— start of Source —

Birthdays are for children. Adults eat birthday meals at Chili's and then go back to work. Unfortunately, it sounds like you married a child. So, your choices are to either stop catering to her and inform her that it's time for her to grow up and act like an adult, or to meet her expectations.

Yes, her texts were invitations for you to take the lead and take her out for an amazing adventure on her birthday. Whether you decide to cater to her whims or not, you should at least recognize what she's asking you.

Personally, I advise you to man up and lay down the law. If you try to cater to her whims, you will probably fail. And that's worse than simply informing her that you won't be spinning your wheels any longer because it's time for her to act her age. She will at least respect that.


----------



## lucy999 (Sep 28, 2014)

JukeboxHero said:


> The next day we went to her Church, and before going I cleaned off her car and made a her a "snow cake" from the snow on the trunk of her car. I actually lit candles thinking she would like it consider it sweet.


This is one of the most sweetest things I've ever heard in my 46 years on this earth. I would've melted on the spot if someone did that for me. You are quite creative and that is to be commended. 

Frankly, I think your wife ruined her own birthday. You had tried to make plans but she turned you down. 

She acted like a brat.


----------



## Canon in D (Aug 24, 2014)

You are a sweet man..I agree that you guys need to communicate better. Your wife has high expectations or some sort of standards that she expects you to adhere to. She wants to be the queen. Communication is the key. She might have thought eating out on the weekend was just another day and didn't count. Not unless you specifically spoke about it. 

Its also her birthday so though you were sweet in my eyes by what you did for her, she may not see it that way because those may not be as important to her compared to having a nice meal with you alone on her birthday.


----------



## Roselyn (Sep 19, 2010)

How old are the two of you and how long have you been married? You and your wife don't communicate well. You are second guessing what she prefers. She expected actions from you, yet declines when offered dining out. You expected her to be grateful for the events and gifts on her birthday, yet these do not meet her requirements.

— end of Source —

## Task details
Print the section of the forum thread above starting with "Personally, I advise" and going on through "(Sep 28, 2014)", word for word.

— start of Entries shown —

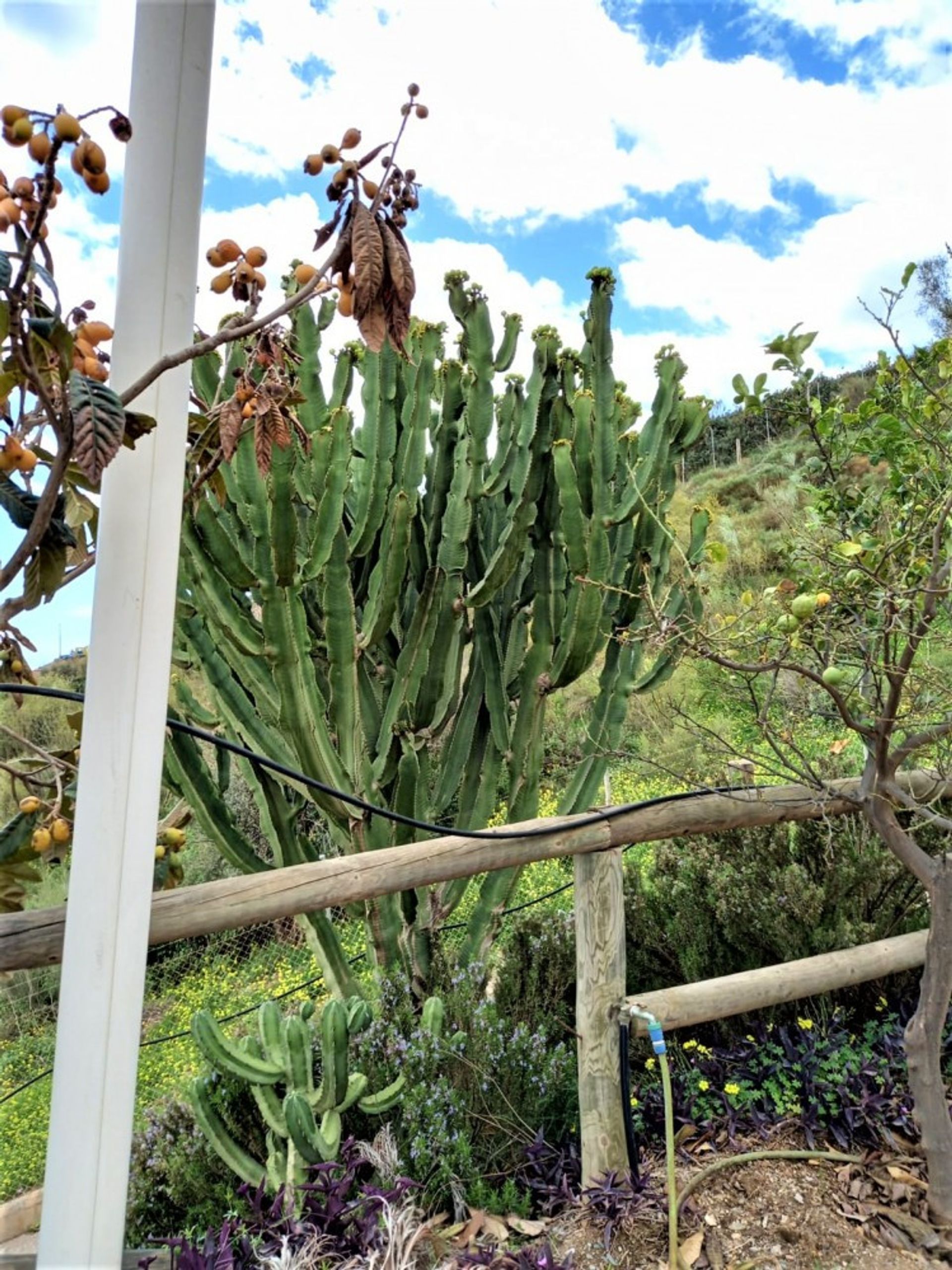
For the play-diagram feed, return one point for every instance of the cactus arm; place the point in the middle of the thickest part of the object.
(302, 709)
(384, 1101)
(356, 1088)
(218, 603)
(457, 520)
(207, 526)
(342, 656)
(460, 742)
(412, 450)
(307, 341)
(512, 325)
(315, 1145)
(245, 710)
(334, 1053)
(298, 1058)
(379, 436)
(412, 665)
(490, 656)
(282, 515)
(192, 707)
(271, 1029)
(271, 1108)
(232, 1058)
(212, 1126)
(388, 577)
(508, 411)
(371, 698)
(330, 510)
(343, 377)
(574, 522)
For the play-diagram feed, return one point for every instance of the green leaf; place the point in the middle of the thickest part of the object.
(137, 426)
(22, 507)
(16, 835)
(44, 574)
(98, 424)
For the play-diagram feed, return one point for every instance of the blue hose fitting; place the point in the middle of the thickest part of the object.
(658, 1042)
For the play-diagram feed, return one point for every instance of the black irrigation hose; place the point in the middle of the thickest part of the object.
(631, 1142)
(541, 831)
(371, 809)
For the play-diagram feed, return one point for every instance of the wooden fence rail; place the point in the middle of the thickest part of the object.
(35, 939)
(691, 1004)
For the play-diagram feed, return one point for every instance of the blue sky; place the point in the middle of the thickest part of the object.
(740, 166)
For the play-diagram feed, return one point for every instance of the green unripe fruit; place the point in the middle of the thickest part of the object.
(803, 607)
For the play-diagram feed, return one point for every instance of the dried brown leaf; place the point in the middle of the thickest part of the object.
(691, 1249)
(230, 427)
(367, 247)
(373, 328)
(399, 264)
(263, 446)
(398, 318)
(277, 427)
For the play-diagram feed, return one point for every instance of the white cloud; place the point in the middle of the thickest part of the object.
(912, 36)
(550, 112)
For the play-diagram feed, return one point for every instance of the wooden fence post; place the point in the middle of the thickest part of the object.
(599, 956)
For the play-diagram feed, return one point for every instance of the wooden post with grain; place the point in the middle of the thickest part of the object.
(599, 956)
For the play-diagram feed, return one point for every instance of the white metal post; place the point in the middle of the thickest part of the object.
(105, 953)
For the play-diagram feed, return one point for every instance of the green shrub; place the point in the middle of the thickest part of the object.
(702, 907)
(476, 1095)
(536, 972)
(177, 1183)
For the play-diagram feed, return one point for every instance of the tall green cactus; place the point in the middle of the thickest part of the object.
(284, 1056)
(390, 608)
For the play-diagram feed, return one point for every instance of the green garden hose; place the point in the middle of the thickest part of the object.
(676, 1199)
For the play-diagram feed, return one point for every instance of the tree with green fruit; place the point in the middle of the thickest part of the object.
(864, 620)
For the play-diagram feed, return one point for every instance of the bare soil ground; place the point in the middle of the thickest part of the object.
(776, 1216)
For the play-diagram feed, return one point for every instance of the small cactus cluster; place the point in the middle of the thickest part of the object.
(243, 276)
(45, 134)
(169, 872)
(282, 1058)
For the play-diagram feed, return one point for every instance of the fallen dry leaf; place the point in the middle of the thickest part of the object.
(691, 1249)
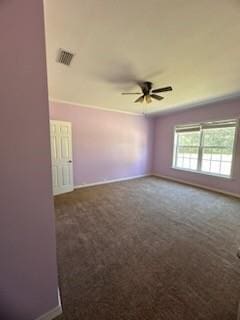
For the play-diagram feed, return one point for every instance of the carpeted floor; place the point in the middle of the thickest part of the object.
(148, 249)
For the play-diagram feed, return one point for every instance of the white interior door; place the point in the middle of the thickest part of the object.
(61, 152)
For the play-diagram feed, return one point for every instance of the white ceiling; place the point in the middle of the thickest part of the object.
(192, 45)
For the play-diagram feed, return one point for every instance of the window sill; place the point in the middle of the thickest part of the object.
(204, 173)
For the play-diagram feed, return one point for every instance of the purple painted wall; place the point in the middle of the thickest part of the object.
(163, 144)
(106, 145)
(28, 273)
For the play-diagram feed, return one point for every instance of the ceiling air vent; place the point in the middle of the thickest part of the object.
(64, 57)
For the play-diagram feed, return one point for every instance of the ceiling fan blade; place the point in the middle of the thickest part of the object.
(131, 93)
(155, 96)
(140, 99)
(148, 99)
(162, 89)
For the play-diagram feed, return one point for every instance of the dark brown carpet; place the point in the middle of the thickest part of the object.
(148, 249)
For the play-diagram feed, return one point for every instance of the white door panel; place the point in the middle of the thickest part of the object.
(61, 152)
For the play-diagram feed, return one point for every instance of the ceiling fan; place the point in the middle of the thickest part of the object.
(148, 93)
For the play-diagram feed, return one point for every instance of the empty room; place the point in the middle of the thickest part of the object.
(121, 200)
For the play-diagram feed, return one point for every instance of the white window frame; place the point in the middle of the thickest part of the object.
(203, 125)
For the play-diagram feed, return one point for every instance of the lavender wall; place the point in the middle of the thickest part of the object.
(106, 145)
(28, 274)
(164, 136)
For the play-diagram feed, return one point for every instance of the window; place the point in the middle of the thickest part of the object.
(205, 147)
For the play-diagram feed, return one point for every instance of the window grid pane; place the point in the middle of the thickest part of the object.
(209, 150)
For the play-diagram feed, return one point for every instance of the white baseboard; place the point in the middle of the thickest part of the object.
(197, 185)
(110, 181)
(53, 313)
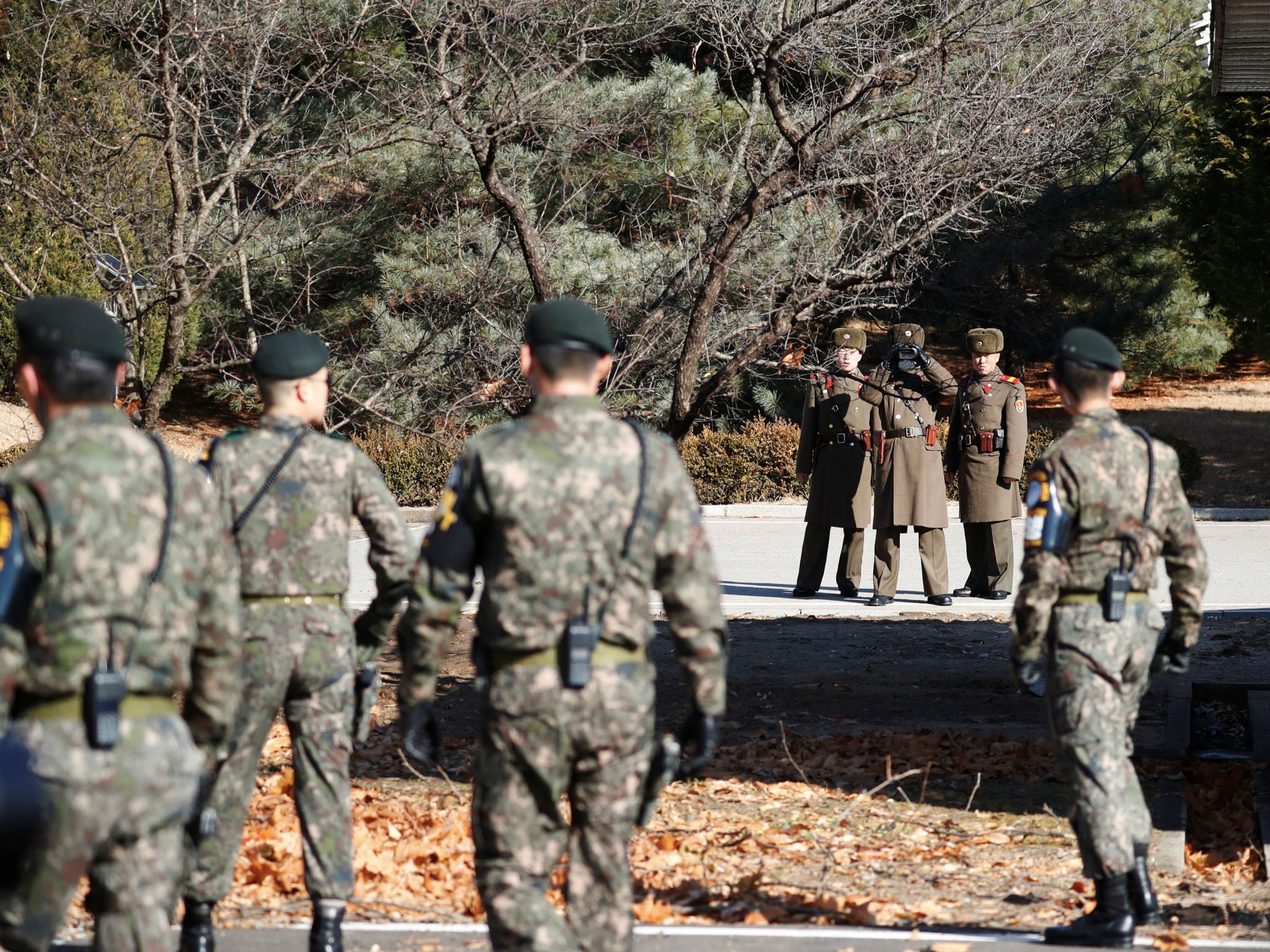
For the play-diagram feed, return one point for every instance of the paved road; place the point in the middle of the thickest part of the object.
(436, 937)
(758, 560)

— end of Entries shown —

## Finished exercise
Personally, I advise you to man up and lay down the law. If you try to cater to her whims, you will probably fail. And that's worse than simply informing her that you won't be spinning your wheels any longer because it's time for her to act her age. She will at least respect that.


----------



## lucy999 (Sep 28, 2014)